_WHAT YOU HAVE TO DO_:
Return each line of the material that contains the string "bloom", with case counting.
+ + + +
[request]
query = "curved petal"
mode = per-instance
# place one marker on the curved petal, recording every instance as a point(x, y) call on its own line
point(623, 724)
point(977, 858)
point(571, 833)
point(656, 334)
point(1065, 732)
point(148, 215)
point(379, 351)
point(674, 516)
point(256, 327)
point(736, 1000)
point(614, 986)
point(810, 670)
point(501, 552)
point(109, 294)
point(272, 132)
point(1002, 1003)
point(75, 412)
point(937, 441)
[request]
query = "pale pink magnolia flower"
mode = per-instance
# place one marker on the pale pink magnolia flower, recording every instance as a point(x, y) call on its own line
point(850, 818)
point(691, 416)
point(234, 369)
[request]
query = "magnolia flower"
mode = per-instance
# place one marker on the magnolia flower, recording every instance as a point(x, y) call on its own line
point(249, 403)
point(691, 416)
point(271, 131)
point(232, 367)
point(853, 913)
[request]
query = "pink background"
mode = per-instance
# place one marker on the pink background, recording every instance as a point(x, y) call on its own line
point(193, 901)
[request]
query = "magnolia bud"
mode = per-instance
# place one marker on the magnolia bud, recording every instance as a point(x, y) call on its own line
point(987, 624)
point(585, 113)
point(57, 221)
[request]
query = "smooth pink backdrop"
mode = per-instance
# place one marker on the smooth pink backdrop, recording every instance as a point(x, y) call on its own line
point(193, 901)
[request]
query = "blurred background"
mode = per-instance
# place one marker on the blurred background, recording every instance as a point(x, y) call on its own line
+ + + +
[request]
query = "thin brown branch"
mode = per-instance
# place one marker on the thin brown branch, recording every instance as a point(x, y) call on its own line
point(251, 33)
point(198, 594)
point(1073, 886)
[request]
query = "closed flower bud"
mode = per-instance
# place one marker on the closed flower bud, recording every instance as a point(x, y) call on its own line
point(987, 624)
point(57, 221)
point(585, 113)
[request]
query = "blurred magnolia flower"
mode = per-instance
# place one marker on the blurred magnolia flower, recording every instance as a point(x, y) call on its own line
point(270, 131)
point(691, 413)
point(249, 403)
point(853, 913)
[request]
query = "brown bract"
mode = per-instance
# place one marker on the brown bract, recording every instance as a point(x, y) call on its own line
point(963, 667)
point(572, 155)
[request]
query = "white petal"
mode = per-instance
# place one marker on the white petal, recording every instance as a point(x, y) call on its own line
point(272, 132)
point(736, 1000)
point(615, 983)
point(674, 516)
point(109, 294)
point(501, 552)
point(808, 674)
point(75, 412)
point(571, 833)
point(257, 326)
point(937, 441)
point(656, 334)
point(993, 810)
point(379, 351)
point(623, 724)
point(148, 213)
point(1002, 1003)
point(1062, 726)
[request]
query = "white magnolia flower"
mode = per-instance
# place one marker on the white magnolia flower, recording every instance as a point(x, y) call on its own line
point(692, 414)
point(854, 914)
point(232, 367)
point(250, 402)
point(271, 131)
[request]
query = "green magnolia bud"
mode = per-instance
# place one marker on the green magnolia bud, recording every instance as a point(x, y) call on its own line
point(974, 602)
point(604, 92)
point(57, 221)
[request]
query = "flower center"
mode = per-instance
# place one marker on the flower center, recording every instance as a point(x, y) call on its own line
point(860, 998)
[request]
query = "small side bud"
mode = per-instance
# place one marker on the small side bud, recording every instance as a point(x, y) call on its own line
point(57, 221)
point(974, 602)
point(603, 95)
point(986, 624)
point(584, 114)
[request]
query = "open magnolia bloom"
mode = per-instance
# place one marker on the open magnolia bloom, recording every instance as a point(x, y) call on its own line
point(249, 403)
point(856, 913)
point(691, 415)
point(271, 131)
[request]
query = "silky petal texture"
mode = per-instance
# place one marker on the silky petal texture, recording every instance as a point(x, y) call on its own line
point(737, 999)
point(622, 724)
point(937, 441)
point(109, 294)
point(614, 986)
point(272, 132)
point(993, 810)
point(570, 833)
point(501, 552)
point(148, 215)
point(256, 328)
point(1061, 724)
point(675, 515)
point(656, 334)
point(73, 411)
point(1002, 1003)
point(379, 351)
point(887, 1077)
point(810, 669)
+ + + +
_ANSWER FOR THIS EXERCISE_:
query = "open magnolia bloom"
# place one marker on the open magnolia bloom, recording every instance as a point(x, y) call on its own line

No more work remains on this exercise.